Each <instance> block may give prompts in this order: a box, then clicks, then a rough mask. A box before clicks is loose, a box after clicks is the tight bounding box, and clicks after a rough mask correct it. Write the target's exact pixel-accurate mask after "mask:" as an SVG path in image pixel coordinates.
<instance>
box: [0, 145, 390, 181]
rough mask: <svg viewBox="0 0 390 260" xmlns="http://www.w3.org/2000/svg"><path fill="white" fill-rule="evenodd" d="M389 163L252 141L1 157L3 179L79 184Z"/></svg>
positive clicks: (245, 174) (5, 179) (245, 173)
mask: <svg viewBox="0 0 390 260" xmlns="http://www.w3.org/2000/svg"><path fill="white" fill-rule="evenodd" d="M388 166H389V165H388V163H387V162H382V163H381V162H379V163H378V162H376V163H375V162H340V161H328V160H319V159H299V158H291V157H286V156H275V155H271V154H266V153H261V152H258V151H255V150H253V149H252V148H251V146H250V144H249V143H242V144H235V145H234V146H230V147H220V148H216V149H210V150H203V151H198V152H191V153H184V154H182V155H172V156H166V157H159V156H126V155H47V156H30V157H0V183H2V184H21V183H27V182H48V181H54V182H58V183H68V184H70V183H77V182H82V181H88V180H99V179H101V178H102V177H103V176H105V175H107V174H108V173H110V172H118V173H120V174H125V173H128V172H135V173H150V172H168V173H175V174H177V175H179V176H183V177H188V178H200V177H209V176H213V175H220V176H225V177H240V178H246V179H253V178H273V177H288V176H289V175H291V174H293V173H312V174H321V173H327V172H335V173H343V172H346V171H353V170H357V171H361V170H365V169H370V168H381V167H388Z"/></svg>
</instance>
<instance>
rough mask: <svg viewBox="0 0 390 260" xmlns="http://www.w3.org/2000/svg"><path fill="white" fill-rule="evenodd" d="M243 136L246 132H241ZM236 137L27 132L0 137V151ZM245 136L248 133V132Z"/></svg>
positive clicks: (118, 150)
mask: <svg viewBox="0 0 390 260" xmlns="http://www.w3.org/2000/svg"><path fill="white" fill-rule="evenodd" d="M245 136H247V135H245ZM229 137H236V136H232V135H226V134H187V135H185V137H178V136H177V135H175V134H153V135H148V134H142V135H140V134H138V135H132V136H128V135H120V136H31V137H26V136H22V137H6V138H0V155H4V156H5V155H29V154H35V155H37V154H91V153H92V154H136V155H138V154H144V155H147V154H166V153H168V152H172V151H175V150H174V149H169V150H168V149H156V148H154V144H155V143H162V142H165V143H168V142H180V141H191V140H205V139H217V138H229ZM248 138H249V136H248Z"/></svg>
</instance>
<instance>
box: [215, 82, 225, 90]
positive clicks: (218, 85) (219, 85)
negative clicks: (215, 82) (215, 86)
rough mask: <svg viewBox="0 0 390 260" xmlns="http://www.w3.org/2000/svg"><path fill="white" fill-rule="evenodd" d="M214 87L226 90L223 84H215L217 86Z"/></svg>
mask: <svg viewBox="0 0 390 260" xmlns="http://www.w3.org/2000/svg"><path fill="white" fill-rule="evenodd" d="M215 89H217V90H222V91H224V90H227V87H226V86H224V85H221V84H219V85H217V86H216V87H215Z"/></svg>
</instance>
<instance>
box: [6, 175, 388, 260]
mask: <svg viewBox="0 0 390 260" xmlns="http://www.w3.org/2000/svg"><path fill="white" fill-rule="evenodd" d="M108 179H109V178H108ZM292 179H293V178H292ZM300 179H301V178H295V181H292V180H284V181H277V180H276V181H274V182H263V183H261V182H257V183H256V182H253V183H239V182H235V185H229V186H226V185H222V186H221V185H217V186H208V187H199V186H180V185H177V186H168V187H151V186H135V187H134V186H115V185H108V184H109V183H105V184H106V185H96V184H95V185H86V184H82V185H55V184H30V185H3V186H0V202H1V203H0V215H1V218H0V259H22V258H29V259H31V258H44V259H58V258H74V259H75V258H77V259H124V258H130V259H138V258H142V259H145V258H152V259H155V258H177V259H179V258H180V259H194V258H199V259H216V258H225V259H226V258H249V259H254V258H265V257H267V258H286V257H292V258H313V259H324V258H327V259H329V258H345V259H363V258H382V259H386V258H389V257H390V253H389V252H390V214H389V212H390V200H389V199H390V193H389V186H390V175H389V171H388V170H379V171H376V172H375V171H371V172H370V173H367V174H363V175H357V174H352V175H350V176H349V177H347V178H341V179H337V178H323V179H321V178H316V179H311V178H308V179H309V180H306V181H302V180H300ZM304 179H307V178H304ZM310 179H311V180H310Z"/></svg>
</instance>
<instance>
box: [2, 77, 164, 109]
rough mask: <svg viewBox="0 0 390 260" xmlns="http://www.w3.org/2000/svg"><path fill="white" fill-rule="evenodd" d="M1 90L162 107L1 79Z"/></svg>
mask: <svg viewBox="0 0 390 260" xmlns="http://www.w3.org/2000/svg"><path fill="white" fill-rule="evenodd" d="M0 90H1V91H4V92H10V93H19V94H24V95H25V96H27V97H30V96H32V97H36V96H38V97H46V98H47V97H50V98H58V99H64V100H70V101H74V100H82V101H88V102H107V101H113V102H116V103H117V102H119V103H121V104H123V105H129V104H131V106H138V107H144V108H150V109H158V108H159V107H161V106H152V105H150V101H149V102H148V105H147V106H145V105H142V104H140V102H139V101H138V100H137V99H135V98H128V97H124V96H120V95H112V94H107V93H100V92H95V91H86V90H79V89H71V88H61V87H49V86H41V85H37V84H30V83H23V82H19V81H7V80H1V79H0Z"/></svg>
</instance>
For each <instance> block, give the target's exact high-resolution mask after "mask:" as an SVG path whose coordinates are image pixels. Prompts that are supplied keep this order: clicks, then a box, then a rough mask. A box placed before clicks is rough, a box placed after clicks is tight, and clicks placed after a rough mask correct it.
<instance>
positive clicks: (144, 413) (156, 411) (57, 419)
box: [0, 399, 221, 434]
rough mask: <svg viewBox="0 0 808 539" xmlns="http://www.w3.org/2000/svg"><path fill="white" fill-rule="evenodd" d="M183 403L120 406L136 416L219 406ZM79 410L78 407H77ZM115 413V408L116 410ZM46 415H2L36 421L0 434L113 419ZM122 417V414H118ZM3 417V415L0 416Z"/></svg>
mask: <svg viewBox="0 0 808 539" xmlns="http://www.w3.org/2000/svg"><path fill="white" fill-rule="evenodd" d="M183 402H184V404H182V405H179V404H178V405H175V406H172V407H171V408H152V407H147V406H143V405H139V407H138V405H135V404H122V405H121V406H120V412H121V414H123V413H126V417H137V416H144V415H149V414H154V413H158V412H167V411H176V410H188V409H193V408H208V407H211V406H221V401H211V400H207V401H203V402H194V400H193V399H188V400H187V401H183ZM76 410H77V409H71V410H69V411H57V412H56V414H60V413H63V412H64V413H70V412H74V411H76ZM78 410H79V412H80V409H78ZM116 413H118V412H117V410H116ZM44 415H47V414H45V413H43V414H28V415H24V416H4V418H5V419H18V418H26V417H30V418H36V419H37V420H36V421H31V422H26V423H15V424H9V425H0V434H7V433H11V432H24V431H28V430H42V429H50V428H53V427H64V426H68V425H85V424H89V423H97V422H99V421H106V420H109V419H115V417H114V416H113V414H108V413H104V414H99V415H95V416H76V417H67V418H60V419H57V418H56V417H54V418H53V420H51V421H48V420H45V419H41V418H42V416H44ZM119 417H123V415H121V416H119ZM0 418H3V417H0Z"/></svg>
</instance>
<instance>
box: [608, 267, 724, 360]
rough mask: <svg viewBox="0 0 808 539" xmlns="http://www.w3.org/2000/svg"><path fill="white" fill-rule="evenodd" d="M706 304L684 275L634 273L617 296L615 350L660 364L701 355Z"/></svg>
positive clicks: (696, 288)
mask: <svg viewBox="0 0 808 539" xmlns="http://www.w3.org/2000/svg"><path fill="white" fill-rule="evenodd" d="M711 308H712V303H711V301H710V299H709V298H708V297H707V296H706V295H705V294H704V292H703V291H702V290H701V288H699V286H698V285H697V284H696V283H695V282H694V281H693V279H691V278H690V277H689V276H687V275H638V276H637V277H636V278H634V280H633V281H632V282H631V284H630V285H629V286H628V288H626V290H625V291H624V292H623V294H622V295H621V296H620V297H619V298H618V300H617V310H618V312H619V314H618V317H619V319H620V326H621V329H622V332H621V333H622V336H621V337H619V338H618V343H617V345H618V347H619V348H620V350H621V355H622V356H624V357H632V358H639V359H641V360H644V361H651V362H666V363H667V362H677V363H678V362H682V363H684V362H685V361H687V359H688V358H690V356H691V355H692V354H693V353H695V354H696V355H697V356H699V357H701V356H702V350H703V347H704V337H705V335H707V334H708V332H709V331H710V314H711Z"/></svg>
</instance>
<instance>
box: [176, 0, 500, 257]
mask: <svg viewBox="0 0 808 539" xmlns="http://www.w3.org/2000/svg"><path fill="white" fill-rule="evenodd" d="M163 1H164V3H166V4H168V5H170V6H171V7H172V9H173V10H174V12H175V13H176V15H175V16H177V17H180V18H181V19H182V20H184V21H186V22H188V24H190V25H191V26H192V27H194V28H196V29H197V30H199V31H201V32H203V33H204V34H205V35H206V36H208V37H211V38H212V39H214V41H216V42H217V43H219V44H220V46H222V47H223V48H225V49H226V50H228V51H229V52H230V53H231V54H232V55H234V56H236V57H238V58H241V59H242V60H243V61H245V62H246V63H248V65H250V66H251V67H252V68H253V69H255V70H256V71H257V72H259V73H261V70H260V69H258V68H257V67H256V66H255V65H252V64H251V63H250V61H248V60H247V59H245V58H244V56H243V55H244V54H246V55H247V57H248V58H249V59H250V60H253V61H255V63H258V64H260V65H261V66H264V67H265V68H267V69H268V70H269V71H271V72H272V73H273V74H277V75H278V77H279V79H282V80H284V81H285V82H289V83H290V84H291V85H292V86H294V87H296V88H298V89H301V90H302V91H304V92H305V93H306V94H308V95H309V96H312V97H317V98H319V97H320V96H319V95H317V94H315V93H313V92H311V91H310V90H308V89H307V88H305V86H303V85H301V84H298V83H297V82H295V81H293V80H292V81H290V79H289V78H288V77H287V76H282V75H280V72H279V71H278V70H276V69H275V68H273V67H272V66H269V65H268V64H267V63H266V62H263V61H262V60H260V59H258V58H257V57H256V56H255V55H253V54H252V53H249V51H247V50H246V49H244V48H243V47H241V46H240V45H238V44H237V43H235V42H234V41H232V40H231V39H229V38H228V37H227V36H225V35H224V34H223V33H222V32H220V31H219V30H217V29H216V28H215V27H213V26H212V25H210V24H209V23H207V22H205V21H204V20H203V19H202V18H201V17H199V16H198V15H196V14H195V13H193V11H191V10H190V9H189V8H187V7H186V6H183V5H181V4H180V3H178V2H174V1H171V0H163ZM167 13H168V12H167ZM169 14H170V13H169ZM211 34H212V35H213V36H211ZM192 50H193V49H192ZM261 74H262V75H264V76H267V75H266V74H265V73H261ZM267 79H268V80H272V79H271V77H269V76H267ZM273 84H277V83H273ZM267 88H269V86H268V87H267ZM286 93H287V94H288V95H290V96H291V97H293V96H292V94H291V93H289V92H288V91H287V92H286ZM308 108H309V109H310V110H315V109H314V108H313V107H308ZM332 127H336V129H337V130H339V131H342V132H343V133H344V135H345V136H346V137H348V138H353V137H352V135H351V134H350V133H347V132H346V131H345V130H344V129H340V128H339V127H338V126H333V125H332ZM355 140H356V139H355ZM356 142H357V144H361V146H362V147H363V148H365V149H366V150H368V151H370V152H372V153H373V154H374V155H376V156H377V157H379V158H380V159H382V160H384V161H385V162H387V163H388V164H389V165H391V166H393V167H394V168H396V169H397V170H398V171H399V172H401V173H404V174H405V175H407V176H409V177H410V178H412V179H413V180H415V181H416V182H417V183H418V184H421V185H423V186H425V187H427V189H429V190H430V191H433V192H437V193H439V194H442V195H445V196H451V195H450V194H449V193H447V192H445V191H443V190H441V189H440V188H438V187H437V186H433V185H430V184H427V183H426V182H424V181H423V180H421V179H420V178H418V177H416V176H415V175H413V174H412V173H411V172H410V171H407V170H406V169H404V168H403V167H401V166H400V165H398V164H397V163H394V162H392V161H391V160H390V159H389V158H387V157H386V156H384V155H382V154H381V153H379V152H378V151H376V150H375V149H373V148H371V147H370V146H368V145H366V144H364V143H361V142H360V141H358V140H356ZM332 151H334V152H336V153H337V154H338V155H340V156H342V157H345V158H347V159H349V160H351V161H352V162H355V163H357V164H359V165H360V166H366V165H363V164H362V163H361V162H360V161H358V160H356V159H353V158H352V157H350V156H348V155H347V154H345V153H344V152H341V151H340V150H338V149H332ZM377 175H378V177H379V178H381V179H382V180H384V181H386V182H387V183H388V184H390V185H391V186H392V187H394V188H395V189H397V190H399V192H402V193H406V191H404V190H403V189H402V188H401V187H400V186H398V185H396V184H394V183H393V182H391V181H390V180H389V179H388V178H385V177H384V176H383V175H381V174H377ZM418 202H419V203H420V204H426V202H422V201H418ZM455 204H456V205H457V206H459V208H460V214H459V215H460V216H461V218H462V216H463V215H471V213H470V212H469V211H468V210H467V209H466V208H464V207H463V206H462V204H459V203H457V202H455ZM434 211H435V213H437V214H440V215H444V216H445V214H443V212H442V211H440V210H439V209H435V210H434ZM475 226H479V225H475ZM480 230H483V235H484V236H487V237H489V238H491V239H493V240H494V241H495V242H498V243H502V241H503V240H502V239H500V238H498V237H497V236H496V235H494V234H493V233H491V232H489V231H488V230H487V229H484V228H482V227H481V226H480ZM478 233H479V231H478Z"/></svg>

> _ASSIGNMENT_
Pick out each line of the material above that contains the word "image", and copy those lines.

> _RESPONSE_
Each <instance> block may give prompts in this order: a box, then clicks, then a rough mask. A box before clicks is loose, a box after clicks is the tight bounding box, and clicks after a rough mask correct it. Write the target's exact pixel-accurate mask after "mask:" as an SVG path in image pixel coordinates.
For each <instance> block, give the target's exact high-resolution mask after "mask:" as an SVG path whose coordinates are image pixels. Prompts that are supplied keep this order: clicks, then a box, then a rough mask. A box placed before clicks is rough, a box placed after clicks is tight, and clicks placed after a rough mask correct it.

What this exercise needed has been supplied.